About this exercise: Nothing should differ between your answer and the records below.

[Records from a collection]
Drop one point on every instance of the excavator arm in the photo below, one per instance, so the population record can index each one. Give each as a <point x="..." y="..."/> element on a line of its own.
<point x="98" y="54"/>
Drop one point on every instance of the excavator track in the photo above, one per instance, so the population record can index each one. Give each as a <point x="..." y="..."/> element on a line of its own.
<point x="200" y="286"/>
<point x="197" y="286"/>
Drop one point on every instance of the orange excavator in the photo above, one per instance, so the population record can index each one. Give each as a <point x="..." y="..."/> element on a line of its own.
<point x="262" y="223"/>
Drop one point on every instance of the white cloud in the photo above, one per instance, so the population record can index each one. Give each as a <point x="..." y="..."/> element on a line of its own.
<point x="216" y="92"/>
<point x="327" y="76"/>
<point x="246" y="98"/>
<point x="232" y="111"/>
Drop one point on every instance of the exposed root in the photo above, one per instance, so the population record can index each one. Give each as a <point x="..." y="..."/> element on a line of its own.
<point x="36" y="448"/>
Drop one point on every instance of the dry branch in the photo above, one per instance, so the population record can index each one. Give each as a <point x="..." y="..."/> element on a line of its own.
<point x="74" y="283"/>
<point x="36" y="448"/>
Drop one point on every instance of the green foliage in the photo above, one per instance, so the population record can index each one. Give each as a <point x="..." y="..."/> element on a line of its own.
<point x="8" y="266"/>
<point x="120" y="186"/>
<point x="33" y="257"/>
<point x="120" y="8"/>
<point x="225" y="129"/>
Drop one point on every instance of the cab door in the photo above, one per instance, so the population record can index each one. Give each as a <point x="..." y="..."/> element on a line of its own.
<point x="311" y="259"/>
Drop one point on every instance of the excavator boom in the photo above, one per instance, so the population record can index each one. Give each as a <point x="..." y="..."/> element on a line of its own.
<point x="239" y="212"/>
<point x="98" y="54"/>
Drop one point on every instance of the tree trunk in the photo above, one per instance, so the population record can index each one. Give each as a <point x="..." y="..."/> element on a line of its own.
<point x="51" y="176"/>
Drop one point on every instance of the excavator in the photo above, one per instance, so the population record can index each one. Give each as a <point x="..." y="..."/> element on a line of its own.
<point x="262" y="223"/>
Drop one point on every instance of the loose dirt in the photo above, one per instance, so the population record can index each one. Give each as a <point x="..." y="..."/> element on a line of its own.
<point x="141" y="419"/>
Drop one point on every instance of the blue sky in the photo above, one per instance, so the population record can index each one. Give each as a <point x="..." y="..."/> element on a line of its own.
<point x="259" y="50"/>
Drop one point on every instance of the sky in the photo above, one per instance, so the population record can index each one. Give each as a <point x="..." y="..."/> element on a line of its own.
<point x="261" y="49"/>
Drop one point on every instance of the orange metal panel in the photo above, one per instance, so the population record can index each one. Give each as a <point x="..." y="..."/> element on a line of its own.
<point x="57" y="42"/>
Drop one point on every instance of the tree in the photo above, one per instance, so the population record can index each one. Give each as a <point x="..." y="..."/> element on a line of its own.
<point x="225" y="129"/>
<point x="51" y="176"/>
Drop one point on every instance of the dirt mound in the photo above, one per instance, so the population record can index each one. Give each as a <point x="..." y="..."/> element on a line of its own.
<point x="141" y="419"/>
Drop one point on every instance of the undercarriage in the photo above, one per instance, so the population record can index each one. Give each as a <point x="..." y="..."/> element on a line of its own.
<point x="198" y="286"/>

Output for this exercise:
Drop one point on every instance of the excavator arm in the photo below, one per instance, so the population record can index each one. Give each as a <point x="..." y="..."/> element on a line of its own.
<point x="98" y="54"/>
Drop one point on every instance of the excavator track in the photo above, one per instance, so the population record can index each one. Give each as a <point x="..." y="..."/> element on a line of its own.
<point x="200" y="286"/>
<point x="197" y="286"/>
Drop one point on every instance of the orange excavator in the photo above, one per instance, so the population record can index each one. Give each as a <point x="..." y="..."/> element on a line of its own.
<point x="262" y="223"/>
Drop one point on every instance of the white cloud in the photo above, one per instance, so the population record can index each one. Give each as a <point x="..." y="..."/> element on a line of its own.
<point x="216" y="92"/>
<point x="327" y="76"/>
<point x="246" y="98"/>
<point x="232" y="111"/>
Drop one point on every instance of the exposed root in the photo above, one per instance, so the population record can index each one. Give each as a <point x="..." y="..."/> element on a line of its own.
<point x="36" y="448"/>
Drop one point on every instance of the dry branch in the photo above, one per instance, so the population record can index each one. Give each as a <point x="..." y="..."/> element on a line of its own.
<point x="74" y="283"/>
<point x="36" y="448"/>
Drop one point on every instance of the green foliage in the photo above, one per instance, so the population record can index each one. Give each as a <point x="..." y="..."/> element on a line of its own.
<point x="8" y="266"/>
<point x="120" y="186"/>
<point x="33" y="257"/>
<point x="120" y="8"/>
<point x="225" y="129"/>
Drop one point on every instance of the cab door in the photo above, one per instance, so the population record can index each one. Give each as a <point x="..." y="..."/> element on a line of its own.
<point x="311" y="259"/>
Drop one point on every instance of the excavator boom in the photo above, one per instance, so the population record can index each one. Give each as a <point x="..." y="..."/> element on a line of its own.
<point x="239" y="212"/>
<point x="98" y="54"/>
Drop one point on every instance of the tree trunk in the photo above, one per instance, so the population record can index each one. Give each as a <point x="..." y="..."/> element on a line of its own.
<point x="51" y="176"/>
Drop one point on every instance of the excavator in the photo above, one per instance, so the population record can index each one. Give each as a <point x="..." y="..."/> element on a line of its own.
<point x="262" y="223"/>
Drop one point on every instance of the loose dirt in the photo above, one per instance, so the population record can index each one. Give each as a <point x="..." y="..."/> element on a line of its own.
<point x="141" y="419"/>
Drop one point on every instance of the blue sky in the photo above, one per instance, so the population record can index each one. Give each as a <point x="..." y="..."/> element on a line of its own.
<point x="259" y="50"/>
Drop one point on every instance of the sky in the photo above, one per instance, so the population record can index each one. Give each as a <point x="..." y="..."/> element on a line of its own.
<point x="261" y="49"/>
Drop one point on every instance of the orange metal panel in the photo above, one per instance, so the population record can index each one. Give each as a <point x="..." y="..."/> element on a line of its own.
<point x="57" y="42"/>
Drop one point on every instance of the tree in the photo above, one per instance, so the population record can index each one. Give each as a <point x="..." y="..."/> element on a line of its own.
<point x="225" y="129"/>
<point x="51" y="176"/>
Drop one point on every instance of the dirt mound in the photo above, one per instance, so the population record can index each one. Give each as a <point x="..." y="..."/> element on a line of its own.
<point x="141" y="419"/>
Drop one point on every instance of the undercarriage in the photo above, one per instance, so the population record can index each one. Give each as a <point x="..." y="..."/> element on a line of its own.
<point x="198" y="286"/>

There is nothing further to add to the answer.